■ **Documento de origem**
07/06/2013
Não há mais o espírito de confraria que imperava nas reuniões de conselhos de administração – numa época em que seu papel era pouco definido – até decorativo – e sua existência era apenas para atender a uma exigência legal imposta às companhias abertas. Hoje, os conselhos estão cheios de atribuições que dizem respeito à estratégia de crescimento e sobrevivência das empresas, e fazem parte de um número crescente de companhias, inclusive as de capital fechado e familiares, que nunca foram obrigadas a formá-los. “A situação começou a mudar no Brasil nos anos 1990, com a maior participação de fundos de investimentos no capital das empresas”, observa a consultora Roberta Nioac Prado, que também é coordenadora do curso de governança corporativa na FGV-SP e conselheira do Instituto Brasileiro de Governança Corporativa (IBGE).
Antes de concretizar qualquer negócio, os novos investidores passaram a exigir que os conselhos de administração representassem mais fielmente a sociedade de ações e fossem de fato um instrumento de aprimoramento da gestão. Foi a partir daí, lembra ela, que os conselhos de administração, além de reservarem assentos para representantes de todo o conjunto de acionistas, na devida proporção, trocaram alguns de seus membros “honorários” por profissionais que poderiam efetivamente contribuir com a estratégia empresarial. Saíram então colaboradores que teoricamente tinham acesso a algum círculo de poder, e atuavam como lobistas descompromissados, e entraram especialistas em finanças, tributos, fusões e aquisições, relações humanas, novos negócios e segmentos específicos de mercados.
Pouco a pouco, os conselhos de administração foram adquirindo o papel muito mais relevante que exibem atualmente: o de guardião do objeto social e do sistema de governança, fazendo a ponte entre a propriedade empresarial e a gestão. Hoje, espera-se dos conselheiros não só a supervisão dos mecanismos de controle de riscos e prevenção de fraudes nas companhias onde atuam como também uma avaliação crítica das ações dos executivos e um olhar em profundidade para o futuro das empresas e dos mercados. “Eles devem analisar o contexto empresarial de uma maneira holística, considerando as diversas implicações econômicas, sociais e ambientais, e daí emanarem as diretrizes para o crescimento sustentável das corporações”, resume o empresário e consultor Roberto Faldini, que ajudou a fundar o LBGC em 1995 e se tornou um dos conselheiros mais requisitados do mercado. Desde 1982, quando estreou no conselho de administração da bolsa de valores de São Paulo como representante das corretoras, Faldini já tomou assento em 30 conselhos no total, incluindo os sete dos quais participa no momento: Vulcabrás, Grupo Cegil, K.O. Máquinas Agrícolas, Maxpress, Emibra.jurnil e BR Foods (neste, como suplente).

■ **Informações extraídas**
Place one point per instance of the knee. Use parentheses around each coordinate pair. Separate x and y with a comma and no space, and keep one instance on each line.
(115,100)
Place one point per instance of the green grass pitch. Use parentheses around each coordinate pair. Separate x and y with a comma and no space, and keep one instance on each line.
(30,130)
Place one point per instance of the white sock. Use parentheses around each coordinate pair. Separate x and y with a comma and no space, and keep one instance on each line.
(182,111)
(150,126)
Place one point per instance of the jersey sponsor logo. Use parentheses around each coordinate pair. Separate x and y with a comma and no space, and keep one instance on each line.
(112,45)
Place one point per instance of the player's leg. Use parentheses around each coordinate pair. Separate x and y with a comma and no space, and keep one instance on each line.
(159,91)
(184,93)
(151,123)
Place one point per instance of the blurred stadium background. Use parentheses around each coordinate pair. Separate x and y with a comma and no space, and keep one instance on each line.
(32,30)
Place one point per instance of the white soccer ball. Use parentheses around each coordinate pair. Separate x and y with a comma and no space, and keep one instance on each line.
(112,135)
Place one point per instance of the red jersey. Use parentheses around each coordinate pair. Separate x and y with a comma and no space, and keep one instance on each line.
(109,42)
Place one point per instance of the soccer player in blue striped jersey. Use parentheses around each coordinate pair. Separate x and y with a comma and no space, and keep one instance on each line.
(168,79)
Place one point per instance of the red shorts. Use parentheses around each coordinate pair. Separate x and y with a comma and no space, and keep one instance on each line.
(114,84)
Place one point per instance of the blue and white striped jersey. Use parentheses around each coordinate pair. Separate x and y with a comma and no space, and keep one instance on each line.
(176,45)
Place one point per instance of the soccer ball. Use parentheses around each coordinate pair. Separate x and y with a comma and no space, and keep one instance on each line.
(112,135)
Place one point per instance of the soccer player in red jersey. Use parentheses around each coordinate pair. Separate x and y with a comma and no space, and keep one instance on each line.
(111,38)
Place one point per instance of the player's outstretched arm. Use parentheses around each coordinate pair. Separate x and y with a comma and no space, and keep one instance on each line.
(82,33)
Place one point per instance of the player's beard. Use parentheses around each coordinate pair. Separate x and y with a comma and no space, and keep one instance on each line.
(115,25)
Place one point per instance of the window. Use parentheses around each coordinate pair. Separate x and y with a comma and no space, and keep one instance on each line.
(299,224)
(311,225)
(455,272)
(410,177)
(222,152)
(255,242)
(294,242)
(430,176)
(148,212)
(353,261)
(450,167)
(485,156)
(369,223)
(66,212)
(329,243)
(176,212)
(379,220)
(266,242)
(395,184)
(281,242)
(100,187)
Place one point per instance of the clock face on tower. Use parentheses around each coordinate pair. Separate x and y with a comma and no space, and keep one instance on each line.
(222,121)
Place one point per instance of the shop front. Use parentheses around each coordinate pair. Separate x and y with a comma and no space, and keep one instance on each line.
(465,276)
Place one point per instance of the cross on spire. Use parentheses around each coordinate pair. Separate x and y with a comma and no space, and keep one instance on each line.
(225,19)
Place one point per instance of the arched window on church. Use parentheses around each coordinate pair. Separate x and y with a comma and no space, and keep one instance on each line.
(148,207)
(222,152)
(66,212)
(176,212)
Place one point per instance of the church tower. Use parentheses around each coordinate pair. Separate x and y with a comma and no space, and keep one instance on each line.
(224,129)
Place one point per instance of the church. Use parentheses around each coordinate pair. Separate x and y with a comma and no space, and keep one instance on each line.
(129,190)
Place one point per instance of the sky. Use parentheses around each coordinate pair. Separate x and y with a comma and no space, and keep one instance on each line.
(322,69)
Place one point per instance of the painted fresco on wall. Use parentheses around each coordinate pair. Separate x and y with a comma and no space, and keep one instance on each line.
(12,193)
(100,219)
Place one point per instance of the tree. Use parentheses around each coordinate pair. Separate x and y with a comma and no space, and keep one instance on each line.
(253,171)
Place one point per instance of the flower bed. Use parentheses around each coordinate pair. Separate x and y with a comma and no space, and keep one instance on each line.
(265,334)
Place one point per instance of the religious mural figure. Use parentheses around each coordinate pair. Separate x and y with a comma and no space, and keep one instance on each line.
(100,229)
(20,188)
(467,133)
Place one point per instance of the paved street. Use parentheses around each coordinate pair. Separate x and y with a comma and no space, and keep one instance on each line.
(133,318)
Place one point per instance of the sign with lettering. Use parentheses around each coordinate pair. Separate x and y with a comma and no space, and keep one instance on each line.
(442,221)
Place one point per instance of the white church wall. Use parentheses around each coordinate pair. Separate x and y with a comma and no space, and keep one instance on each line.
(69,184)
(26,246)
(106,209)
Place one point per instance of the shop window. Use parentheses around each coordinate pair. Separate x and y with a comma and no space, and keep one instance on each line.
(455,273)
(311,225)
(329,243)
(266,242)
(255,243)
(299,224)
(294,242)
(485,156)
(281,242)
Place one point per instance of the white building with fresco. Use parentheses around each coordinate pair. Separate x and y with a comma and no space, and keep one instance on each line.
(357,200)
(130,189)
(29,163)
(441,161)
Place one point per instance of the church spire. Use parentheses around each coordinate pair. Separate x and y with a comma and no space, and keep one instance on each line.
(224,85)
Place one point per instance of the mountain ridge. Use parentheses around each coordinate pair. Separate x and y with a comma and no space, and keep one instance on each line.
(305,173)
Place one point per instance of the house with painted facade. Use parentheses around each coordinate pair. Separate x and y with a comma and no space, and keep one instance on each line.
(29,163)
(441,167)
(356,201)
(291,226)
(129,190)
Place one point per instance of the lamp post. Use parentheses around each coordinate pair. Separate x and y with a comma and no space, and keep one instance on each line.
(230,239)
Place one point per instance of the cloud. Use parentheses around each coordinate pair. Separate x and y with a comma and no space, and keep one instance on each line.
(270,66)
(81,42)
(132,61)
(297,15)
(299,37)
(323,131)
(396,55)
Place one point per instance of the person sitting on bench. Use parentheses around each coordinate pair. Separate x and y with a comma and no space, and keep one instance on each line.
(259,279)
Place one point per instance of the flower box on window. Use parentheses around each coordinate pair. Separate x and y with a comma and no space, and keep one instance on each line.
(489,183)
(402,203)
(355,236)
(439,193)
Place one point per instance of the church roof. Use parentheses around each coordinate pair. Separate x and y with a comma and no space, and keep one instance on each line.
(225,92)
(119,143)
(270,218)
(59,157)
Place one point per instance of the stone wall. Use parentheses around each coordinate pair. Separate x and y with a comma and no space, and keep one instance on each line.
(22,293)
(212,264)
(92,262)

■ **Exercício escrito A**
Por favor, transcreva do texto sobre conselhos de administração tudo o que vai de "Antes de concretizar" até "específicos de mercados.".
■ **Exercício escrito B**
Responda com base no texto sobre conselhos de administração:
(i) Segundo Roberta Nioac Prado, em que década a situação dos conselhos começou a mudar no Brasil?
(ii) Em que ano Roberto Faldini estreou no conselho de administração da bolsa de valores de São Paulo?
(iii) Em quantos conselhos, no total, Faldini já tomou assento?
■ **Exercício escrito C**
Prossiga com o texto sobre conselhos de administração a partir do ponto em que ele termina.
Os registros não têm nenhuma função nesta atividade.

■ **Resultado final A**
Antes de concretizar qualquer negócio, os novos investidores passaram a exigir que os conselhos de administração representassem mais fielmente a sociedade de ações e fossem de fato um instrumento de aprimoramento da gestão. Foi a partir daí, lembra ela, que os conselhos de administração, além de reservarem assentos para representantes de todo o conjunto de acionistas, na devida proporção, trocaram alguns de seus membros “honorários” por profissionais que poderiam efetivamente contribuir com a estratégia empresarial. Saíram então colaboradores que teoricamente tinham acesso a algum círculo de poder, e atuavam como lobistas descompromissados, e entraram especialistas em finanças, tributos, fusões e aquisições, relações humanas, novos negócios e segmentos específicos de mercados.

■ **Resultado final B**
(i) Nos anos 1990.
(ii) Em 1982.
(iii) Em 30 conselhos.

■ **Resultado final C**
Instituto sem fins lucrativos, criado para oferecer referências para a boa governança corporativa, o IBGC criou- e atualiza constantemente – um código de melhores práticas para orientar a formação dos conselhos de administração. Na sua quarta e mais recente edição, esse código elenca 18 recomendações para o bom funcionamento dos conselhos, entre elas a de que devem “ter sempre uma visão estratégica, traduzida em uma visão de longo prazo”, e saber “prevenir e administrar conflitos de interesse e divergência de opiniões, opinando sobre o apetite ao risco, gerenciamento de riscos, práticas de sustentabilidade, alinhamento de discurso entre as diversas áreas e o nível de endividamento que a sociedade deve ter”. A entidade recomenda, ainda, que os conselhos se reúnam sem a presença de diretores executivos e que seu presidente não acumule a função de CEO da em presa.
Na exata medida em que foram ganhando importância, porém, os conselheiros também se tornaram mais responsáveis pelo desempenho das companhias e deixaram de ser imunes às cobranças dos acionistas e às sanções de órgãos controladores como a Comissão de Valores Mobiliários (CVM) e o Banco Central. A cada crise que acontece em grandes corporações, o mercado se pergunta como os conselhos de administração podem ser fortalecidos para evitar a ocorrência de novos colapsos econômicos – mas também investiga a responsabilidade dos conselheiros.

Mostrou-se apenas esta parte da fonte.